[Start of Records for the task]
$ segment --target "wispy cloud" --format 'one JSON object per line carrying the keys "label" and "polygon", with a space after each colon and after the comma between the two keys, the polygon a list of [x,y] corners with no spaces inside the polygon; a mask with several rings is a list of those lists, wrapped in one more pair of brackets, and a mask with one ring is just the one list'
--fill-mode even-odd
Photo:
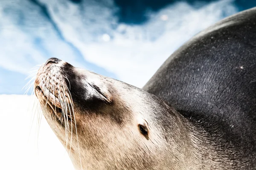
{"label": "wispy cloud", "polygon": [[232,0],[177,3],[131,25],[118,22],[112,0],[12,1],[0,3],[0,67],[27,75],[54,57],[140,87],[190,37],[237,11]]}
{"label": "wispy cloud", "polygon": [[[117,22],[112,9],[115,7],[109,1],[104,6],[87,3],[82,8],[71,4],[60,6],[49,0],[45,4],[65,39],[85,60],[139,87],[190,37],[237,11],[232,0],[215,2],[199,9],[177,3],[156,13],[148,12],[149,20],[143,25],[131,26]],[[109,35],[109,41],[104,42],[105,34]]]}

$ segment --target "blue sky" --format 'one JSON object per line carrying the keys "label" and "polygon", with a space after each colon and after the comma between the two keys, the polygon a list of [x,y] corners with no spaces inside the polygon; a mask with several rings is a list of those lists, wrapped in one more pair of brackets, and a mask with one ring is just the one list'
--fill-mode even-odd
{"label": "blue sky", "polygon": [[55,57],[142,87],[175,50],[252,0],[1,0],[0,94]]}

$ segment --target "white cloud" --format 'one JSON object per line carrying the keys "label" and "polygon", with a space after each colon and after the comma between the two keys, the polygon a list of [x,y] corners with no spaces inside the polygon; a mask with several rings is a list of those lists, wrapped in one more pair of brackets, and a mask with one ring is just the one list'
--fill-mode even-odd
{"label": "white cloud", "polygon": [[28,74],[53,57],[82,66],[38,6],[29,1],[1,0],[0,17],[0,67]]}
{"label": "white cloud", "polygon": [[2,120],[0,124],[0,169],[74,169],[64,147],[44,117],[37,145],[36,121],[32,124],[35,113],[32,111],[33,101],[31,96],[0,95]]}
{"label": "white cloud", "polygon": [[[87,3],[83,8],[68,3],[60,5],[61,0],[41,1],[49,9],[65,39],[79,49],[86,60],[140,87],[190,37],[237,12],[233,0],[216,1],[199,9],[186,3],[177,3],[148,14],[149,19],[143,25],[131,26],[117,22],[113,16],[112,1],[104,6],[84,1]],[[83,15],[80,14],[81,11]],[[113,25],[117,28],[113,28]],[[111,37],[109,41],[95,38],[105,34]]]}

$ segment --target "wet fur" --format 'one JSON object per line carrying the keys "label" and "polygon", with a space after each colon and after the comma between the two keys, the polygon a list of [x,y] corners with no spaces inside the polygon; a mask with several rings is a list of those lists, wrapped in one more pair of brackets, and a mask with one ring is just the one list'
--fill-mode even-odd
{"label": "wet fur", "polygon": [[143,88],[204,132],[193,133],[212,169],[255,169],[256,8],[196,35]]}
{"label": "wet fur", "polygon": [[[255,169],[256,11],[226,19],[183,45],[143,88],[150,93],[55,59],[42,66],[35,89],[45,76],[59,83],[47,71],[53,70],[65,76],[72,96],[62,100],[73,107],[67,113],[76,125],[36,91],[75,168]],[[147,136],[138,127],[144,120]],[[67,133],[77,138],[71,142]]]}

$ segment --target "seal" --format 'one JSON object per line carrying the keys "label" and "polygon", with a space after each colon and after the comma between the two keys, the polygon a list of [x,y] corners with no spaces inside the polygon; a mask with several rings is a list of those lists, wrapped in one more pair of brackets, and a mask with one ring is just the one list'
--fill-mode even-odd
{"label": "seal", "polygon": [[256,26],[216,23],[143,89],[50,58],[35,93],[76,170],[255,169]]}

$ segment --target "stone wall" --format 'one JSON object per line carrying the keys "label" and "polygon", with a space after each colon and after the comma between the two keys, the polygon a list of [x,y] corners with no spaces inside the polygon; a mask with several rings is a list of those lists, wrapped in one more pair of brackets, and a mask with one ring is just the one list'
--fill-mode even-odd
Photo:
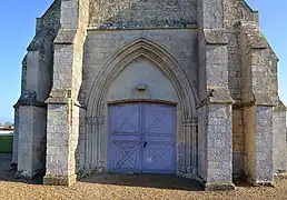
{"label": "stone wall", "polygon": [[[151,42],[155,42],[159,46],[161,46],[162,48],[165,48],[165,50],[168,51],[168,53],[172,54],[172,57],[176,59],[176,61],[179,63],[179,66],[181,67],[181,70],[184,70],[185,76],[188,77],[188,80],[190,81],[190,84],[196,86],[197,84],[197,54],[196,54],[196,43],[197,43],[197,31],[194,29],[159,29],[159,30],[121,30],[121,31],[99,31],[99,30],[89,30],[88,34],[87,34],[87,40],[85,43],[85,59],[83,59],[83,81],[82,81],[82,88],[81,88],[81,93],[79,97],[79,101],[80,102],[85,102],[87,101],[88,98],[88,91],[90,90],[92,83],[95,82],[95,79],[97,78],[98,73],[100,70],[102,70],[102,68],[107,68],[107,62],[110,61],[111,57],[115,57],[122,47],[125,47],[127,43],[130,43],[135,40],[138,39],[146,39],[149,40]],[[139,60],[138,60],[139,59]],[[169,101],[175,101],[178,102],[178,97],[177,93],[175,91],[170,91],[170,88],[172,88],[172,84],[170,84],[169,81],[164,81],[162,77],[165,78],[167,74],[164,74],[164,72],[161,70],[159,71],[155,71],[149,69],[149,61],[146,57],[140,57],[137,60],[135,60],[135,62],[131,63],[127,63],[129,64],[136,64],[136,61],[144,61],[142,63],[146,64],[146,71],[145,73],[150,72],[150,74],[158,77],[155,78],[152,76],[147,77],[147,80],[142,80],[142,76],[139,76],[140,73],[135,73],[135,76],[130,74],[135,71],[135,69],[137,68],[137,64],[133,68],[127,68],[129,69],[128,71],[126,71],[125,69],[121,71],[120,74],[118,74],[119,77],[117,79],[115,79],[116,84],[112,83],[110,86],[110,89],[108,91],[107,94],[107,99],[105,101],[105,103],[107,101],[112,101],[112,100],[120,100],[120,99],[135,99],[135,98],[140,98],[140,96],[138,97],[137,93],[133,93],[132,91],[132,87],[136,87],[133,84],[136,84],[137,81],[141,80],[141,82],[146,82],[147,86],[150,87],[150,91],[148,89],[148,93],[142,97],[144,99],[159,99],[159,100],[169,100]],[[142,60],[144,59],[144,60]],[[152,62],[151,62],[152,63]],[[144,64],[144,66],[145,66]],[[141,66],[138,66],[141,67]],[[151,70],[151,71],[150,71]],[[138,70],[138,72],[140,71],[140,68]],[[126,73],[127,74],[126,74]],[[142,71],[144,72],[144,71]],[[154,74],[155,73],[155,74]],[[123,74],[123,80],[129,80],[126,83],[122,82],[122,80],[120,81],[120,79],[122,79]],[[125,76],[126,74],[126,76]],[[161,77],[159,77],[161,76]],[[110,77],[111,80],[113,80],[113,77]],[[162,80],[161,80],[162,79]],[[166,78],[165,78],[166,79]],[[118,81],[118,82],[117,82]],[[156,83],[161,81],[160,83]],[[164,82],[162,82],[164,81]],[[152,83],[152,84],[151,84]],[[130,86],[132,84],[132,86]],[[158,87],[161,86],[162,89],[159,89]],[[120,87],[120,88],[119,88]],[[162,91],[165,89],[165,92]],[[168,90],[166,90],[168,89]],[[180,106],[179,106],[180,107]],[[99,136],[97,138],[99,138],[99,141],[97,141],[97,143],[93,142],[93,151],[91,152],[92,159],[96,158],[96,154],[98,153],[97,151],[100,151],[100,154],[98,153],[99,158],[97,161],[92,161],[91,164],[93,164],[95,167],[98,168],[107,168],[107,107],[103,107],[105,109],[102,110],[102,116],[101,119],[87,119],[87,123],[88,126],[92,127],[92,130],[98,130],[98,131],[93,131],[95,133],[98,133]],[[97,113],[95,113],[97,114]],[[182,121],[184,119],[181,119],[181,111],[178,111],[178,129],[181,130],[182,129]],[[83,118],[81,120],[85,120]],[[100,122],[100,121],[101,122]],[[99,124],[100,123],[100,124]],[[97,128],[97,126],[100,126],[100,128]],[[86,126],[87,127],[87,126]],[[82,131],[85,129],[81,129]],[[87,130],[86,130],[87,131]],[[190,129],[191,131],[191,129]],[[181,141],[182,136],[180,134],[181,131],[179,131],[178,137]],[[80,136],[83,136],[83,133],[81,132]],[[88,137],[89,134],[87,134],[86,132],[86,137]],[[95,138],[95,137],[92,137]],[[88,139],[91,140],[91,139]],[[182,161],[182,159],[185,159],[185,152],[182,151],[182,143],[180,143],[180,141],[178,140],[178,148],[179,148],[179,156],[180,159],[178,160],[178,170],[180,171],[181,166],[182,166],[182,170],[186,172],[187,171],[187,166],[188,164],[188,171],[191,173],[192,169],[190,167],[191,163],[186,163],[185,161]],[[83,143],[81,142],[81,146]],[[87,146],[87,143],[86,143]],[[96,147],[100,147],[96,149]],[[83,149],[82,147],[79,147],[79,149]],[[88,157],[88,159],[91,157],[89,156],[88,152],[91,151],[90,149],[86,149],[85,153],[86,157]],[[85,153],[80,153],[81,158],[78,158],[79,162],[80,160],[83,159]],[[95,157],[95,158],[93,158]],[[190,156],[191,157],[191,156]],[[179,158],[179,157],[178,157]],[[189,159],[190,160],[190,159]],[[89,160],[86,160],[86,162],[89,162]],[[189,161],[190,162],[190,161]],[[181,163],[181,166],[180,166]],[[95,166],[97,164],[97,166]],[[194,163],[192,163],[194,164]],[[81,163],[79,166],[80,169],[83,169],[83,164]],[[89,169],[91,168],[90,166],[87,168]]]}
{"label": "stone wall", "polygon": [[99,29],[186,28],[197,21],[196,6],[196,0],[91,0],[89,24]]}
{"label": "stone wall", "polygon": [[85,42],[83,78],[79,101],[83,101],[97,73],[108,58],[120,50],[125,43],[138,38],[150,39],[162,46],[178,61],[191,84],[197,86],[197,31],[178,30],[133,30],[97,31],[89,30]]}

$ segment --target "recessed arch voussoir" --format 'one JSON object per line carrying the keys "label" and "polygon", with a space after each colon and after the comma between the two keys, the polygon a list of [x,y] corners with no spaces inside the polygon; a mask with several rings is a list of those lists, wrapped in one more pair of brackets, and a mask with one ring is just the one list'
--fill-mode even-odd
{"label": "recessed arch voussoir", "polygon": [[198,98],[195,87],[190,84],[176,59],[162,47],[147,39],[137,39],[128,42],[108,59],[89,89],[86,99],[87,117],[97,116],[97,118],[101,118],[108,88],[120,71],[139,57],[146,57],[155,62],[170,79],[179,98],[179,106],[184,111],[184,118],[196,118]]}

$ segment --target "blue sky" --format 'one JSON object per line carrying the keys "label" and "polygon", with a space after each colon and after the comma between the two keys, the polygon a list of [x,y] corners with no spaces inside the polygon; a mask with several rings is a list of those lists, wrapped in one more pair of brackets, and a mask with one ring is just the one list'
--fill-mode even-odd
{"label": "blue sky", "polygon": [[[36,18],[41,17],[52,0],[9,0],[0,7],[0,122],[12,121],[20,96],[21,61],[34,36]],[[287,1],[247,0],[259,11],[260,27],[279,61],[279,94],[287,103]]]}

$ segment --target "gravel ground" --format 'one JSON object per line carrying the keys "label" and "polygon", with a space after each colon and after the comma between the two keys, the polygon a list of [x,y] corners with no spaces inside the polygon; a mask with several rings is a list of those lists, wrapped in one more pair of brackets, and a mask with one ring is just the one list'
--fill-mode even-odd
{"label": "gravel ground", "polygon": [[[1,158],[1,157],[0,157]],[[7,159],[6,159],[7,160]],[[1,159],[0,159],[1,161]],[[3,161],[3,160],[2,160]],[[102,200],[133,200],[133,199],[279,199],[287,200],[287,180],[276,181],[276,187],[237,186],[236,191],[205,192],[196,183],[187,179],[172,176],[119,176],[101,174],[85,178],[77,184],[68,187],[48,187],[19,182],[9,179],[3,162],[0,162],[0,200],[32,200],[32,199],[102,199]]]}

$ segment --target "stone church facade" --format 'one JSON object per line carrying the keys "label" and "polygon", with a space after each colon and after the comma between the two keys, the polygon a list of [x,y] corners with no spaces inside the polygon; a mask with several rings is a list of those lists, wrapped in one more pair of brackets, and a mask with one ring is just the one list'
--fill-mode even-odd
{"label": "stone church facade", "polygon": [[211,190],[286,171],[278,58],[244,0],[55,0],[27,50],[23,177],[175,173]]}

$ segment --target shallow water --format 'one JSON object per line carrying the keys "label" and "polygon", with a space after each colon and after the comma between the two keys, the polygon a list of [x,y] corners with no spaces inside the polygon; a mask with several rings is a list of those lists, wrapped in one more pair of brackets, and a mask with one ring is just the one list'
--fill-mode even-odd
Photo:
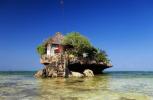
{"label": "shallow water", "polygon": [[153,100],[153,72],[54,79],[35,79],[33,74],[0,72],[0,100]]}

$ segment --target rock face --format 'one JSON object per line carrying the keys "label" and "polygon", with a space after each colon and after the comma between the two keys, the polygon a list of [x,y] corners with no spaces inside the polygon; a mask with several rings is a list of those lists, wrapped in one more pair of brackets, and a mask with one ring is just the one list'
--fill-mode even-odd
[End of Records for the task]
Directions: Go to the line containing "segment --target shallow", then write out word for word every line from there to the end of the listing. Keep both end lines and drop the pictures.

Result below:
$ segment --target shallow water --format 'one JSON object per line carrying the keys "label" and "polygon", with a space after each colon and after the comma between the two keys, the polygon a list of [x,y] corners with no spaces inside the polygon; a mask with several rings is a list of those lists, wrapped in one more pair of brackets, and a mask with one ring is just the one list'
--fill-mode even-odd
Photo:
{"label": "shallow water", "polygon": [[153,100],[153,72],[54,79],[35,79],[33,74],[0,72],[0,100]]}

$ segment --target rock face --format 'one JSON object per line carrying the keys "label" and "polygon", with a space after each colon and after the comma between the two keys, the polygon a list of [x,y] corners with no spaces inside the polygon; a mask with several rings is a list of those lists, wrapped in one more pair of brackets, and a mask with one ring is just the one list'
--fill-mode even-odd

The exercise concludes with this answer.